Problem
Please answer these questions about the excerpt on Albuquerque's free transit:
(a) What happened to the 67-year-old woman's car?
(b) What is the minimum Erica Grier estimates she previously spent per month on the bus?
(c) According to Keener, which group of riders has there been fewer of?

Excerpt provided
========================================================================
For other Albuquerque residents, free public transit serves as a lifeline, a vital mobility option when money is tight or other transportation falls through. One 67-year-old woman found herself on the bus after her car was repossessed due to difficulties making ends meet recently. “It’s nice to have something that’s free, when you’ve always driven, you’ve always paid insurance, and you pay for almost everything,” she says.

Erica Grier, who works as a part-time caregiver and uses a Section 8 voucher to afford housing, uses the bus every day. She estimates that she previously spent at least $20 per month on the bus, money that’s now back in her pocket to pay for groceries and other monthly expenses. “It’s a good service that the city provides, just like how the library is free,” she says.

Keener says the city has seen ridership shift since the pandemic launched a new era of remote work and Albuquerque launched free transit: fewer commuters, and more people experiencing homelessness who can now more easily use the bus to reach their destinations or who are using it as shelter from the elements.
========================================================================
Point localization data

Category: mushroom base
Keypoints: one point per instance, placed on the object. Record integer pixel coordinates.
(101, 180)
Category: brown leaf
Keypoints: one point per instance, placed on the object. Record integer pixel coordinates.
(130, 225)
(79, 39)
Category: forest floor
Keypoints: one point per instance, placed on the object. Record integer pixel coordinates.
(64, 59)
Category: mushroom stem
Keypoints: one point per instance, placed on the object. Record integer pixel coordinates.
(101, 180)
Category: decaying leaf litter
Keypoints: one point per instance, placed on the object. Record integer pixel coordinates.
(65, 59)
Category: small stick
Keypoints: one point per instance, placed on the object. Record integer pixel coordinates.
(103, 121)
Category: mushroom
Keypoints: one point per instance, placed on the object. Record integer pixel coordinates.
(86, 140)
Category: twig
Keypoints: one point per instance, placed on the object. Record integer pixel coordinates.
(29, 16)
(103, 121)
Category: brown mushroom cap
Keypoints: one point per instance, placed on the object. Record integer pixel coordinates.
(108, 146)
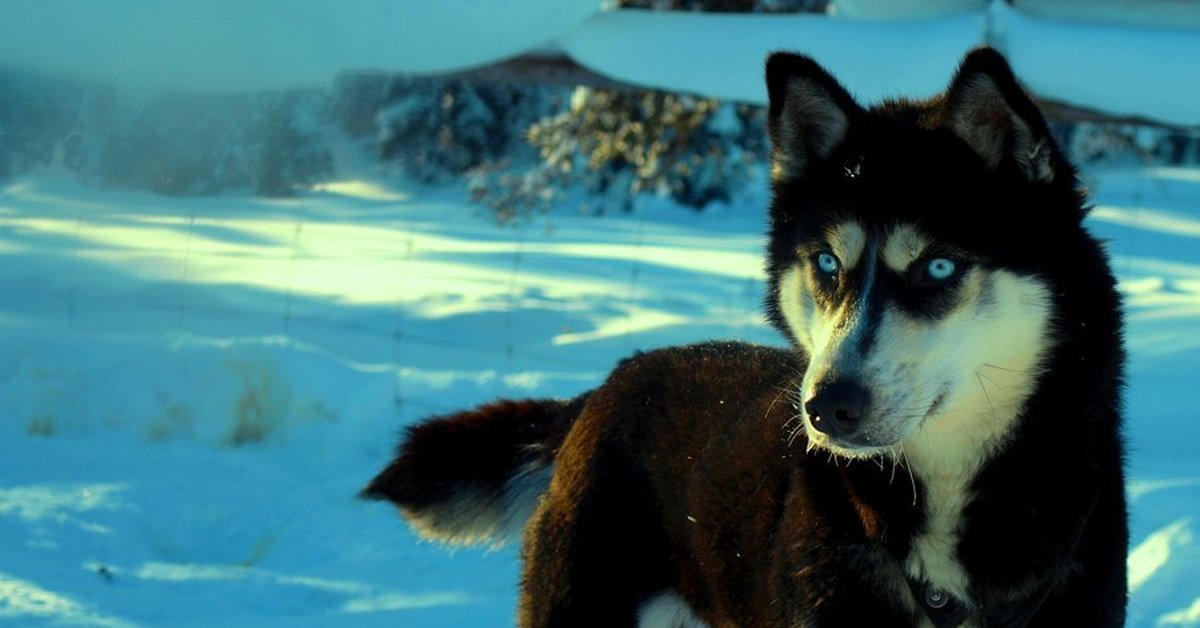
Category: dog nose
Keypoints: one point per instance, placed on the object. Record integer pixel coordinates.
(837, 408)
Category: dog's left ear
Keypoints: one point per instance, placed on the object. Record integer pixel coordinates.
(991, 113)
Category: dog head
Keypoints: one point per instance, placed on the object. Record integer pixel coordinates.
(910, 249)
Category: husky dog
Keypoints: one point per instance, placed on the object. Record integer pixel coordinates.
(940, 447)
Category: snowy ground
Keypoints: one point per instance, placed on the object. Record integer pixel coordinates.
(192, 390)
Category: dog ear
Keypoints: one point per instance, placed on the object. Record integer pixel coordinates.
(989, 111)
(809, 113)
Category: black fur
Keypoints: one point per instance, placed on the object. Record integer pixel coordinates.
(684, 471)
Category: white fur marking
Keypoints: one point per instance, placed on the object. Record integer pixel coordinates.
(997, 356)
(904, 245)
(475, 516)
(667, 610)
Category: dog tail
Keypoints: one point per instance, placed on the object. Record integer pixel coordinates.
(477, 476)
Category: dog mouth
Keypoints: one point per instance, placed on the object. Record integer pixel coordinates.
(873, 441)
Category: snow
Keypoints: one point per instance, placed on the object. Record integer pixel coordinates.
(1115, 69)
(723, 55)
(231, 46)
(235, 45)
(193, 390)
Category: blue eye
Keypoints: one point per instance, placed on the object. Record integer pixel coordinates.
(828, 264)
(941, 269)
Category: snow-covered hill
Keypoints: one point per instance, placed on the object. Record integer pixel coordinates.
(193, 390)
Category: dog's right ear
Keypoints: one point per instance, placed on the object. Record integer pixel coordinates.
(808, 115)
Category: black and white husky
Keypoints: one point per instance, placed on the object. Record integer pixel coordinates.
(940, 447)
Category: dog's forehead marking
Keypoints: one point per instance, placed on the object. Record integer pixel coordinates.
(903, 245)
(847, 240)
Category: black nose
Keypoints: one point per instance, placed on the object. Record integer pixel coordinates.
(837, 408)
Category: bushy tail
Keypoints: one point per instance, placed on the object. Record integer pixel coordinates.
(477, 476)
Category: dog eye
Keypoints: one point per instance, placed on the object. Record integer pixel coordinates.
(941, 269)
(828, 264)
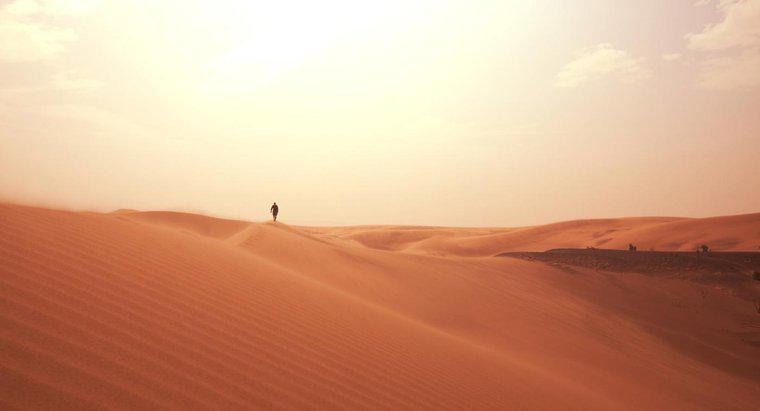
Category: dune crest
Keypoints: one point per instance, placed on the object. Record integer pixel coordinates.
(176, 310)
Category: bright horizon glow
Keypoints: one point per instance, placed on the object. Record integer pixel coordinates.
(465, 113)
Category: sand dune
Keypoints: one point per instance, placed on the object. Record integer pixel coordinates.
(174, 310)
(731, 233)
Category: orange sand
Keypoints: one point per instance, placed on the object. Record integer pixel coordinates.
(171, 310)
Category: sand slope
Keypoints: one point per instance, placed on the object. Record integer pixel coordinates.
(731, 233)
(173, 310)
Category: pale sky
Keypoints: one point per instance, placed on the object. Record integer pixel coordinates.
(464, 113)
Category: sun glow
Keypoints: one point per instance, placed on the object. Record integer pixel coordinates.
(264, 40)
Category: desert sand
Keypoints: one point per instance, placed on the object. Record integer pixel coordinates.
(147, 310)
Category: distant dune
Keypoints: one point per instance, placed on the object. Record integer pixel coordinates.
(732, 233)
(146, 310)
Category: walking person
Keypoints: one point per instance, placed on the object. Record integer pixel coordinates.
(274, 210)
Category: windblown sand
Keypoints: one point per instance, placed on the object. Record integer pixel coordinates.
(151, 310)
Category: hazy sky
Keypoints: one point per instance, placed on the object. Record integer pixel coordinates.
(466, 112)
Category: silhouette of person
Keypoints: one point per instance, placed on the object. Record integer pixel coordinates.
(274, 210)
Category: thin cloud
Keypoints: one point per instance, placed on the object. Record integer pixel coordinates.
(732, 47)
(602, 60)
(740, 27)
(26, 34)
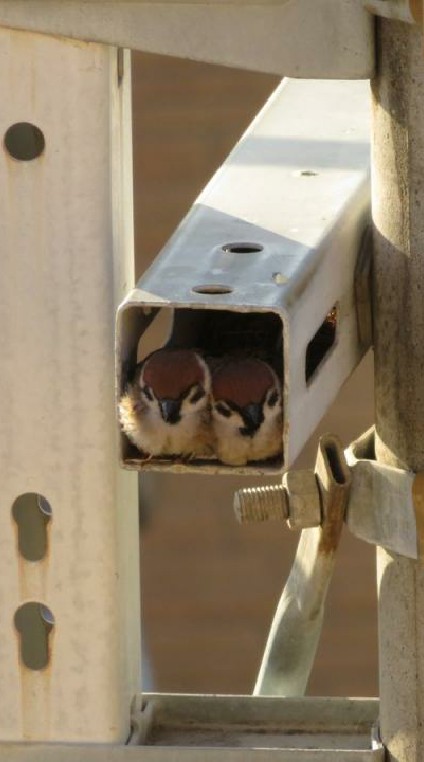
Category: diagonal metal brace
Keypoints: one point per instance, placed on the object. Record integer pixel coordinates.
(296, 628)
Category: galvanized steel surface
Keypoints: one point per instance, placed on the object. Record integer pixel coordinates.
(296, 189)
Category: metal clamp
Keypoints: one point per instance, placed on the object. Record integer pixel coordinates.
(296, 628)
(385, 505)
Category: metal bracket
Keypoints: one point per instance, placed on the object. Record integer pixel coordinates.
(378, 491)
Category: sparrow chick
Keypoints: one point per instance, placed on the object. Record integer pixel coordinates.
(166, 408)
(247, 418)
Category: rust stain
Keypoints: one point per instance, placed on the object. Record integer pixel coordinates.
(418, 500)
(416, 8)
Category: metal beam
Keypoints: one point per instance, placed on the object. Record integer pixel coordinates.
(325, 39)
(66, 260)
(398, 200)
(296, 188)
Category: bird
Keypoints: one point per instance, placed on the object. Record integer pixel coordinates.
(246, 411)
(165, 408)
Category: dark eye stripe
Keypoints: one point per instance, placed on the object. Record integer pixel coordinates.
(222, 410)
(147, 393)
(197, 395)
(273, 399)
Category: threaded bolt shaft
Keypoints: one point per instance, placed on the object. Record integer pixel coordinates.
(261, 504)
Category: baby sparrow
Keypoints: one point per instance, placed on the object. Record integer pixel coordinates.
(247, 416)
(165, 410)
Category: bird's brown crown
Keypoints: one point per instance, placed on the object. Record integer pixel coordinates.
(242, 381)
(171, 372)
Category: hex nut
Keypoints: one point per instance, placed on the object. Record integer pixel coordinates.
(303, 497)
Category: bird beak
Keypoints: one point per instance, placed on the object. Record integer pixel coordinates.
(253, 415)
(170, 410)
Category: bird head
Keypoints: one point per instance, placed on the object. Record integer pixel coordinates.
(173, 383)
(245, 393)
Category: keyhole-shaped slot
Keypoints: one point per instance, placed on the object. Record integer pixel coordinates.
(34, 621)
(32, 513)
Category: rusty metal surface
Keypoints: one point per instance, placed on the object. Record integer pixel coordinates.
(326, 38)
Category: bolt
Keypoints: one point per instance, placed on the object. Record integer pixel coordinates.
(261, 503)
(297, 500)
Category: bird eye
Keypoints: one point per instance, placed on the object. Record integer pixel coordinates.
(222, 409)
(273, 399)
(147, 393)
(197, 394)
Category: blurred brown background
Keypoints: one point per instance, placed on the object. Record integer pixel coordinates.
(209, 585)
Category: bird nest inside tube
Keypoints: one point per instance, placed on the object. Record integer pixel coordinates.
(206, 396)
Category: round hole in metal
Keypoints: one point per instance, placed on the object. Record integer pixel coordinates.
(24, 141)
(212, 288)
(34, 622)
(242, 247)
(32, 513)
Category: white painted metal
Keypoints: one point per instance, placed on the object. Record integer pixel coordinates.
(66, 259)
(298, 185)
(233, 729)
(402, 10)
(298, 38)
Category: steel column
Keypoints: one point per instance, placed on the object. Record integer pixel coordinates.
(398, 209)
(66, 260)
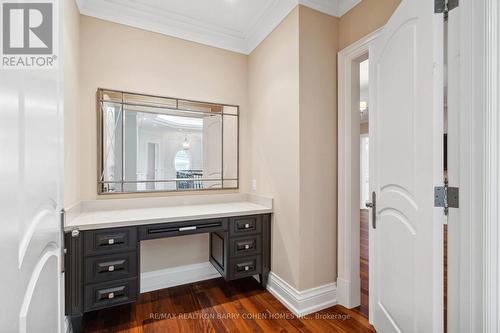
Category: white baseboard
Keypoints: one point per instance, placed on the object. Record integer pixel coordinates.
(305, 302)
(176, 276)
(348, 293)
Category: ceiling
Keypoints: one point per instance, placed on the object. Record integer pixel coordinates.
(236, 25)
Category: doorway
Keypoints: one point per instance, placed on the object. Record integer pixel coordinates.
(364, 184)
(353, 217)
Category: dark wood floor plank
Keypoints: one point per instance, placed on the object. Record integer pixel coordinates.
(216, 306)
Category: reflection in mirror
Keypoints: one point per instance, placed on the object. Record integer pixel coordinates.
(146, 146)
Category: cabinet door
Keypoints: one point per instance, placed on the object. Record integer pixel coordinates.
(219, 252)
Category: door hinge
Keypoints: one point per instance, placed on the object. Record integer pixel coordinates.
(63, 249)
(446, 197)
(444, 6)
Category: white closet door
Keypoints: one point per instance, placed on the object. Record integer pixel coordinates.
(31, 176)
(406, 148)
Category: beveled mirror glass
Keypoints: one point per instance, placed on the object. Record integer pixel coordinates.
(152, 143)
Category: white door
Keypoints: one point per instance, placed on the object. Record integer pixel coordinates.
(30, 200)
(406, 143)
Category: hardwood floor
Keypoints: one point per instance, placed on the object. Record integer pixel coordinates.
(218, 306)
(363, 259)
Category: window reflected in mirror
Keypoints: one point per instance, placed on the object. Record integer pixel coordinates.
(151, 143)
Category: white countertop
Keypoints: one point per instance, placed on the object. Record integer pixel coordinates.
(111, 213)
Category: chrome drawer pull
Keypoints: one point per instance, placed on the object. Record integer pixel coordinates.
(187, 228)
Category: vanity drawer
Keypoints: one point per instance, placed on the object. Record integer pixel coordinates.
(107, 294)
(110, 240)
(244, 225)
(181, 228)
(244, 246)
(247, 266)
(110, 267)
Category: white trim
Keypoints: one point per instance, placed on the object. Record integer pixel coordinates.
(348, 280)
(491, 231)
(346, 5)
(176, 276)
(302, 303)
(160, 20)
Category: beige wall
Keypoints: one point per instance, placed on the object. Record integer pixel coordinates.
(367, 16)
(115, 56)
(287, 90)
(292, 95)
(71, 60)
(273, 90)
(318, 148)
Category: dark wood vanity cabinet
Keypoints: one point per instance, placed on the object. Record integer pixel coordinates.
(102, 266)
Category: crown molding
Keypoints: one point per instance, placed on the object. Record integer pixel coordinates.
(160, 20)
(346, 5)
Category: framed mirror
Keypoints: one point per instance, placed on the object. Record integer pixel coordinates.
(151, 144)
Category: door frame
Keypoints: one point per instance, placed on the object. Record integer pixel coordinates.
(491, 122)
(348, 279)
(474, 284)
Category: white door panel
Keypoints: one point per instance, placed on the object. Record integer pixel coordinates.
(406, 133)
(31, 173)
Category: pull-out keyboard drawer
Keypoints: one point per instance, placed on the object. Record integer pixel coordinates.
(111, 267)
(181, 228)
(107, 294)
(110, 240)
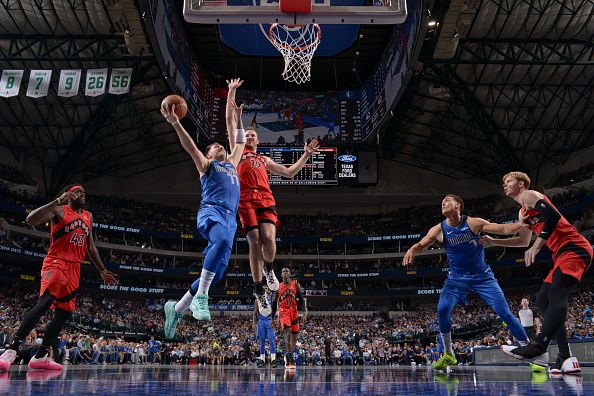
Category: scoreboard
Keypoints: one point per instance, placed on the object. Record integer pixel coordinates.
(329, 166)
(320, 168)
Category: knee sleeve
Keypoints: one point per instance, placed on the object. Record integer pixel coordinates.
(54, 327)
(32, 317)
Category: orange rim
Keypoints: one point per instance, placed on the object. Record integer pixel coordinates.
(300, 48)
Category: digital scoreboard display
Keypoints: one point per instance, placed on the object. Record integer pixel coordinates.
(320, 168)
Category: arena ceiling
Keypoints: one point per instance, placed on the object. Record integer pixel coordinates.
(505, 85)
(499, 85)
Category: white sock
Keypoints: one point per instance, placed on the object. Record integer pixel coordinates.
(447, 342)
(206, 278)
(184, 303)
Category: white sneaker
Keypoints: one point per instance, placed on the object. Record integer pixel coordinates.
(263, 304)
(271, 280)
(571, 366)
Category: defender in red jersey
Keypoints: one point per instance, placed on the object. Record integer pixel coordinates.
(572, 256)
(290, 302)
(257, 207)
(71, 241)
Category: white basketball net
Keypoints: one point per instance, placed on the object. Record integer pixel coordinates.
(297, 44)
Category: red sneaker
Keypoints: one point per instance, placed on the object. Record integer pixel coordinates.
(6, 359)
(44, 363)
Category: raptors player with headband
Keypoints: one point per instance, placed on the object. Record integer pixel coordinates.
(572, 256)
(292, 312)
(257, 207)
(71, 241)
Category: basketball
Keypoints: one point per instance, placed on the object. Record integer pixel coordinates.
(181, 107)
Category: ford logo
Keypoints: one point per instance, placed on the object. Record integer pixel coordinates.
(347, 158)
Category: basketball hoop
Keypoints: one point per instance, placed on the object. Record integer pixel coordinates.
(297, 44)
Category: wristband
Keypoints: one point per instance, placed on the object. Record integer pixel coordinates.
(240, 135)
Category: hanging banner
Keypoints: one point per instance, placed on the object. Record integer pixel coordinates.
(95, 83)
(10, 83)
(39, 83)
(119, 83)
(69, 82)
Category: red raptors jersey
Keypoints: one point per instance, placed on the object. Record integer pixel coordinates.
(69, 236)
(287, 296)
(563, 233)
(252, 173)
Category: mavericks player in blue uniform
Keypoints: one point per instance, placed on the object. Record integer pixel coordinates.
(217, 214)
(468, 270)
(264, 331)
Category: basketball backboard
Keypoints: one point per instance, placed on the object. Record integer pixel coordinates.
(268, 11)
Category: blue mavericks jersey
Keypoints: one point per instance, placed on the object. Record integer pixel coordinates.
(220, 186)
(465, 254)
(265, 319)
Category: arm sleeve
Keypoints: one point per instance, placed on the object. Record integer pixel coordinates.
(300, 300)
(550, 216)
(274, 304)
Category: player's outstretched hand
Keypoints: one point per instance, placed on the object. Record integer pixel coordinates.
(234, 83)
(302, 318)
(66, 197)
(109, 278)
(409, 257)
(237, 111)
(530, 256)
(486, 240)
(169, 114)
(312, 147)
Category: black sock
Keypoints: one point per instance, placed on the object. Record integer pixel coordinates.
(42, 352)
(16, 343)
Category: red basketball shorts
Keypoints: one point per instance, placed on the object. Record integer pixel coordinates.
(257, 208)
(572, 260)
(60, 278)
(289, 319)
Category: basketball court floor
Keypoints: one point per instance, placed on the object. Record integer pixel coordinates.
(234, 380)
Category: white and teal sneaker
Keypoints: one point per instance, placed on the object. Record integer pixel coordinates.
(199, 307)
(172, 318)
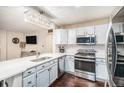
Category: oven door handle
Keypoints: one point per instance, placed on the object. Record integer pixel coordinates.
(88, 60)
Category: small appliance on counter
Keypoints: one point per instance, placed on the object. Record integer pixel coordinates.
(61, 49)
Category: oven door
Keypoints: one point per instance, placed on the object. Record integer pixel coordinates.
(85, 65)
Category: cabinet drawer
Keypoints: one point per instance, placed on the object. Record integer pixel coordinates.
(29, 72)
(53, 62)
(30, 81)
(100, 60)
(40, 67)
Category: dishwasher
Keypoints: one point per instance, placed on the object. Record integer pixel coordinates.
(61, 66)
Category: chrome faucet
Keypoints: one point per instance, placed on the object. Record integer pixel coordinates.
(38, 54)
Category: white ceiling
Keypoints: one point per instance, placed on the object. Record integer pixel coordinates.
(12, 18)
(66, 15)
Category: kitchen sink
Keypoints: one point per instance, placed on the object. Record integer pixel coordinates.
(40, 59)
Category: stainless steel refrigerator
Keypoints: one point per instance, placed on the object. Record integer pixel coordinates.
(115, 50)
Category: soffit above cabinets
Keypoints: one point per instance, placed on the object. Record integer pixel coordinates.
(67, 15)
(12, 19)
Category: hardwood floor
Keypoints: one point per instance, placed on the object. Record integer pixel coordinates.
(68, 80)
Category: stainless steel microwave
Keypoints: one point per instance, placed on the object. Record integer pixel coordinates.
(86, 40)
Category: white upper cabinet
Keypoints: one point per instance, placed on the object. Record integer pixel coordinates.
(118, 27)
(101, 32)
(85, 31)
(72, 36)
(60, 36)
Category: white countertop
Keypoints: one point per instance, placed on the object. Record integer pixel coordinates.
(13, 67)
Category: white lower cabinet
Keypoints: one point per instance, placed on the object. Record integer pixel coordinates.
(30, 81)
(15, 81)
(47, 76)
(53, 73)
(101, 70)
(69, 64)
(43, 78)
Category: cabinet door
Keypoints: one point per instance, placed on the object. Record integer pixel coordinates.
(53, 73)
(69, 64)
(62, 64)
(101, 71)
(43, 78)
(116, 27)
(29, 81)
(101, 32)
(57, 36)
(60, 36)
(64, 38)
(72, 36)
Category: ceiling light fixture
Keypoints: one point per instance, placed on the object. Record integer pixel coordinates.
(36, 18)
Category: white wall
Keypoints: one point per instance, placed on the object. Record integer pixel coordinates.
(43, 41)
(88, 23)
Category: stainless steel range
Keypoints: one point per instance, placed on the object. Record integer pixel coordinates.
(85, 64)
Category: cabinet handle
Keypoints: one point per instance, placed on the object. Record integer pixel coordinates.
(49, 69)
(29, 82)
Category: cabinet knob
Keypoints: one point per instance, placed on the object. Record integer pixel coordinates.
(29, 72)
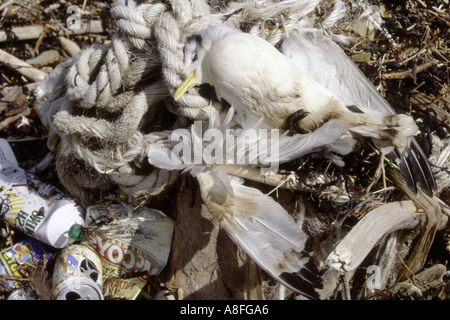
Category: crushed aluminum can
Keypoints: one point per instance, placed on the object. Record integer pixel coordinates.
(29, 250)
(22, 294)
(6, 153)
(77, 274)
(133, 246)
(38, 209)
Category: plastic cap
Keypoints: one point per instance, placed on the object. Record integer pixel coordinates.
(76, 232)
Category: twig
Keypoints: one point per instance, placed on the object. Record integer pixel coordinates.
(24, 68)
(7, 3)
(10, 120)
(409, 73)
(33, 32)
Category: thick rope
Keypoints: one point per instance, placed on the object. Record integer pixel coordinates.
(105, 100)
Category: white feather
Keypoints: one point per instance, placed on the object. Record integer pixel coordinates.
(262, 228)
(320, 57)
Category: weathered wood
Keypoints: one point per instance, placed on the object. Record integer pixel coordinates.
(204, 263)
(21, 66)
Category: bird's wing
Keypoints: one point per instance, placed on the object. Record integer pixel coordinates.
(327, 63)
(264, 230)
========================================================================
Task answer
(a) It was repossessed.
(b) $20.
(c) Commuters.